● WRITTEN INSTRUCTION
Output every line of the data below as a JSON list of strings, one string per line, leaving out blank lines.

● EXTRACTED RECORDS
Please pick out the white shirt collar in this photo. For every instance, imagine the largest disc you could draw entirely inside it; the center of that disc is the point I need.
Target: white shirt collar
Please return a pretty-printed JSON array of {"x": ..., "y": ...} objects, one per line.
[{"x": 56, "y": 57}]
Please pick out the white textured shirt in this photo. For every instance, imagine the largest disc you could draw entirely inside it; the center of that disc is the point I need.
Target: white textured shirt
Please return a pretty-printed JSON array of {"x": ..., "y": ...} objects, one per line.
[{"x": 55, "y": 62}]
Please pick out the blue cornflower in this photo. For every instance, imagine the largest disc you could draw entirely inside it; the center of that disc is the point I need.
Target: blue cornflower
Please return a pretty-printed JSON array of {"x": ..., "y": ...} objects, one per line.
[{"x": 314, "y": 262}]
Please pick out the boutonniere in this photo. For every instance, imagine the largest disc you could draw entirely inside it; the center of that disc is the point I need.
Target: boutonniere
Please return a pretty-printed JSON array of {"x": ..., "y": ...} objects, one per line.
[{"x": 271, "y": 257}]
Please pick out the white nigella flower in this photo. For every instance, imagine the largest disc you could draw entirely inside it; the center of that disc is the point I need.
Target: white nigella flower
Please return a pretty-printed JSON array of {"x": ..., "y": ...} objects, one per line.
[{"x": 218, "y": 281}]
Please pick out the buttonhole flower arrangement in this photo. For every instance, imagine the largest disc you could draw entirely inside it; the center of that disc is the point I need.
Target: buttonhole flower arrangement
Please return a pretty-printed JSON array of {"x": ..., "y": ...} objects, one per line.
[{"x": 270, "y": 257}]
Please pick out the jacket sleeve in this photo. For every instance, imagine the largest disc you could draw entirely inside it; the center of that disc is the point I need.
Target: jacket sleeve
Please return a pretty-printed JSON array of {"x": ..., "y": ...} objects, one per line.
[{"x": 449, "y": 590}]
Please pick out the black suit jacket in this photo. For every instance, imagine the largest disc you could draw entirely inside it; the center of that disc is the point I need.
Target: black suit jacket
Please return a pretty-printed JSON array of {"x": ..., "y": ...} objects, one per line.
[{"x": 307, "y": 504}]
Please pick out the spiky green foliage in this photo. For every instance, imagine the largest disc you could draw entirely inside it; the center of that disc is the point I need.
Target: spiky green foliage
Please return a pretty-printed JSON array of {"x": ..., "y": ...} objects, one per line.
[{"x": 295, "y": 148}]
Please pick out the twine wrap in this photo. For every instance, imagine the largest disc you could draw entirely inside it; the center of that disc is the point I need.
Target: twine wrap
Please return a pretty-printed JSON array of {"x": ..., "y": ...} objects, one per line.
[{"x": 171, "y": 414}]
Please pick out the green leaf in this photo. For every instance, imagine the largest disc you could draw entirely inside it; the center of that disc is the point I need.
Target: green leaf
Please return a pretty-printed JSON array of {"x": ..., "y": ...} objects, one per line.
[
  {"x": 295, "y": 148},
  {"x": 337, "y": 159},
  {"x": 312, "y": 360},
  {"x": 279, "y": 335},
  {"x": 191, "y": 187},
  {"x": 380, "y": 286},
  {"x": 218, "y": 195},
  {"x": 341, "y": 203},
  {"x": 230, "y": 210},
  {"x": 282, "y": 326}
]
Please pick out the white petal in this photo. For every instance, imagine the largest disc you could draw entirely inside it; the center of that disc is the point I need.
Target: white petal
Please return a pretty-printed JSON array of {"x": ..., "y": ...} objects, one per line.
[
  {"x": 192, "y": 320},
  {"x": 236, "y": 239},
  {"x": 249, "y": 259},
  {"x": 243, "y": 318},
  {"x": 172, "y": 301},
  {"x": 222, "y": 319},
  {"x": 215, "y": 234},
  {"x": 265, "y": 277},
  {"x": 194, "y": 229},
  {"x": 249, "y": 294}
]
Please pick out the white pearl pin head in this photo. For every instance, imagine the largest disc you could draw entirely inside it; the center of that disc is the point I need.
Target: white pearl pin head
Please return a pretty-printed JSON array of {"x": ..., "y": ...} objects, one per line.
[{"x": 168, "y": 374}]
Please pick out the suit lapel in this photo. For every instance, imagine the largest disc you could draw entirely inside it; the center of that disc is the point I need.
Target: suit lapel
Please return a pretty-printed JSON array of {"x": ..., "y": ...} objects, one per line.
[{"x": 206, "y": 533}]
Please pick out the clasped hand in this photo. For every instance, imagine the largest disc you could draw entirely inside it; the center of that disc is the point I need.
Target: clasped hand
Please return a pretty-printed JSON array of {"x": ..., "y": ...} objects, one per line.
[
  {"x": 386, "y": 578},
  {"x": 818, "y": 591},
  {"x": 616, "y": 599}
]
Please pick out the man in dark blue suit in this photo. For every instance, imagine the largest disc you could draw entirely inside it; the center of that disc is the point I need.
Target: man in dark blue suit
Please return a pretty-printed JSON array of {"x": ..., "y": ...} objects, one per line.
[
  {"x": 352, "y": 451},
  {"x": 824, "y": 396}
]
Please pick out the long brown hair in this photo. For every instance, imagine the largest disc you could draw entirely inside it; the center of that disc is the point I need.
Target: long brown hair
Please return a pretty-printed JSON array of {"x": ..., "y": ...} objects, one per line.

● RESULT FOR THIS TASK
[
  "Please pick out the white shirt collar in this photo. For every instance, imagine the largest disc you could draw entirely inside it; the center of that disc is the point I need.",
  "Target: white shirt collar",
  "Please return a pretty-printed JSON array of {\"x\": ..., \"y\": ...} objects, one per line.",
  "[{\"x\": 56, \"y\": 57}]",
  "Please pick out the white textured shirt in this photo. For every instance, imagine the largest disc you could draw entirely inside it; the center of that disc is the point I need.",
  "Target: white textured shirt",
  "Please return a pretty-printed JSON array of {\"x\": ..., \"y\": ...} objects, one per line.",
  "[{\"x\": 55, \"y\": 62}]",
  "Please pick out the blue cornflower in this photo. For every instance, imagine the largest disc you could draw entirely inside it; the center of that disc is the point I need.",
  "Target: blue cornflower",
  "Please return a pretty-printed JSON array of {\"x\": ..., \"y\": ...} objects, one per line.",
  "[{\"x\": 314, \"y\": 262}]",
  "Please pick out the boutonniere in this photo. For every instance, imagine the largest disc you could draw entirely inside it; the center of that disc is the point I need.",
  "Target: boutonniere",
  "Please return a pretty-printed JSON array of {\"x\": ..., \"y\": ...} objects, one per line.",
  "[{\"x\": 271, \"y\": 257}]",
  "Please pick out the white nigella flower in this photo. For every instance, imagine the largest disc you could draw entirely inside it; the center of that disc is the point I need.",
  "Target: white nigella flower",
  "Please return a pretty-printed JSON array of {\"x\": ..., \"y\": ...} objects, one per line.",
  "[{\"x\": 218, \"y\": 281}]",
  "Please pick out the buttonhole flower arrangement in this photo. For every instance, imagine the largest disc you could draw entirely inside it; the center of that disc is the point I need.",
  "Target: buttonhole flower arrangement",
  "Please return a pretty-printed JSON array of {\"x\": ..., \"y\": ...} objects, one per line.",
  "[{\"x\": 270, \"y\": 257}]",
  "Please pick out the jacket sleeve in this photo. For every instance, imagine the largest disc you could draw entirely inside it; the center of that disc is the point I need.",
  "Target: jacket sleeve",
  "Please return a pretty-printed JSON array of {\"x\": ..., \"y\": ...} objects, one per line.",
  "[{\"x\": 449, \"y\": 590}]",
  "Please pick out the black suit jacket in this photo. For every instance, imagine the largest disc you could draw entirely inside it; the center of that disc is the point I need.",
  "Target: black suit jacket",
  "Please return a pretty-printed JSON array of {\"x\": ..., \"y\": ...} objects, one per line.",
  "[{\"x\": 307, \"y\": 504}]",
  "Please pick out the spiky green foliage in this photo. For every instance, imagine the largest disc you could draw entirely inside it; the center of that disc is the point I need.",
  "Target: spiky green foliage",
  "Please return a pretty-printed JSON array of {\"x\": ..., \"y\": ...} objects, one per line.",
  "[{\"x\": 295, \"y\": 148}]",
  "Please pick out the twine wrap in this photo. For every instance, imagine the largest disc you could draw entirely inside it; the center of that disc is the point I need.",
  "Target: twine wrap",
  "Please return a pretty-printed JSON array of {\"x\": ..., \"y\": ...} objects, one per line.",
  "[{\"x\": 171, \"y\": 414}]",
  "Please pick out the green leaf in this photo. For every instance, imagine the largest disc you could draw entirely inside it; the center of that disc is the point I need.",
  "Target: green leaf",
  "Please return a pretty-printed JSON array of {\"x\": ..., \"y\": ...} objects, one per line.",
  "[",
  "  {\"x\": 295, \"y\": 148},",
  "  {\"x\": 337, \"y\": 159},",
  "  {\"x\": 312, \"y\": 360},",
  "  {\"x\": 279, \"y\": 335},",
  "  {\"x\": 191, \"y\": 187},",
  "  {\"x\": 380, \"y\": 286},",
  "  {\"x\": 218, \"y\": 195},",
  "  {\"x\": 341, \"y\": 203},",
  "  {\"x\": 230, \"y\": 210},",
  "  {\"x\": 282, \"y\": 326}",
  "]",
  "Please pick out the white petal in this photo. For every instance, imagine the largest disc you could draw entirely inside it; the center of that disc is the point I need.",
  "Target: white petal",
  "Please return a pretty-printed JSON array of {\"x\": ..., \"y\": ...} objects, one per line.",
  "[",
  "  {\"x\": 192, \"y\": 320},",
  "  {\"x\": 236, \"y\": 239},",
  "  {\"x\": 249, \"y\": 259},",
  "  {\"x\": 243, \"y\": 318},",
  "  {\"x\": 172, \"y\": 301},",
  "  {\"x\": 222, \"y\": 319},",
  "  {\"x\": 215, \"y\": 234},",
  "  {\"x\": 265, \"y\": 277},",
  "  {\"x\": 194, \"y\": 229},",
  "  {\"x\": 249, \"y\": 294}",
  "]",
  "Please pick out the white pearl pin head in this photo. For every instance, imagine the largest disc you could draw entirely inside it; the center of that disc is the point I need.",
  "Target: white pearl pin head",
  "Please return a pretty-printed JSON array of {\"x\": ..., \"y\": ...} objects, one per line.",
  "[{\"x\": 168, \"y\": 374}]",
  "Please pick out the suit lapel in this photo. For every instance, imagine the largest disc you could draw entirely inside it; the center of that disc is the point I need.",
  "Target: suit lapel",
  "Please return a pretty-printed JSON array of {\"x\": ..., \"y\": ...} objects, one per line.",
  "[{\"x\": 206, \"y\": 533}]",
  "Please pick out the clasped hand in this photo. For every instance, imagine the largest disc you could draw entirely inside it; the center of that disc is the point I need.",
  "Target: clasped hand",
  "Please return a pretty-printed JSON array of {\"x\": ..., \"y\": ...} objects, one per line.",
  "[",
  "  {\"x\": 386, \"y\": 578},",
  "  {\"x\": 818, \"y\": 591},",
  "  {\"x\": 616, \"y\": 599}",
  "]",
  "Please pick out the man in dark blue suit in this photo. For every instance, imagine the largest disc you could draw entirely inside it; the center of that disc is the point I need.",
  "Target: man in dark blue suit",
  "Please return a pretty-printed JSON array of {\"x\": ..., \"y\": ...} objects, one per line.",
  "[",
  "  {\"x\": 352, \"y\": 451},",
  "  {\"x\": 824, \"y\": 396}",
  "]",
  "Please pick out the long brown hair in this photo. For every instance, imagine the largest disc you could draw entirely inside it; the center of that disc is the point I need.",
  "Target: long brown hair",
  "Please return a pretty-printed JSON array of {\"x\": ..., \"y\": ...} objects, one per line."
]